━━━ Text passage ━━━

About her work Hope has said that "through installation,
sound and video,
I create work which translates my own personal discoveries.
. . . I produce
my work so that I will better understand the person I am."
2
Hope grew up on the
Tuscarora Indian Reservation, where her father is an enrolled
member of the tribe. She received an AAS and BFA in graphic design
from the Rochester Institute of Technology and an MFA from Rensselaer
Polytechnic Institute in electronic arts. She has spent the past
twelve years working as a graphic designer and is currently proprietor
of Printup Graphic Design. She also teaches at the Sage Colleges
in Albany.
Her work has been shown at The College of New Rochelle, Skidmore
College, The Studycentre for American Indians, Antwerp, Belgium,
The State University of New York, Albany, The National Museum
of the American Indian, and the Science Museum of Minnesota in
St. Paul. In 1998 she received an award from the Lyn Blumenthal
Memorial Fund for Independent and has shown her work at the Native
Americas International Film Festival in Santa Fe. She has also
been a guest lecturer at the Banff Center for the Arts in Alberta,
Canada.
We talked in her kitchen in Schenectady, New York in 1994.
LA: Could you talk about how My spirit speaks (1994)
developed?

━━━ Data records ━━━

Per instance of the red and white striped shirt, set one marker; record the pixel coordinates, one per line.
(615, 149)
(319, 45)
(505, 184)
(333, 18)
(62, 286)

━━━

= Directions =
• A. According to the profile of Hope, where did she earn her MFA?
• B. Reproduce the profile of Hope verbatim, everything from "Her work has" down to "spirit speaks (1994)".

= Responses in order =
• A. She earned her MFA in electronic arts from Rensselaer Polytechnic Institute.

• B.
Her work has been shown at The College of New Rochelle, Skidmore
College, The Studycentre for American Indians, Antwerp, Belgium,
The State University of New York, Albany, The National Museum
of the American Indian, and the Science Museum of Minnesota in
St. Paul. In 1998 she received an award from the Lyn Blumenthal
Memorial Fund for Independent and has shown her work at the Native
Americas International Film Festival in Santa Fe. She has also
been a guest lecturer at the Banff Center for the Arts in Alberta,
Canada.
We talked in her kitchen in Schenectady, New York in 1994.
LA: Could you talk about how My spirit speaks (1994)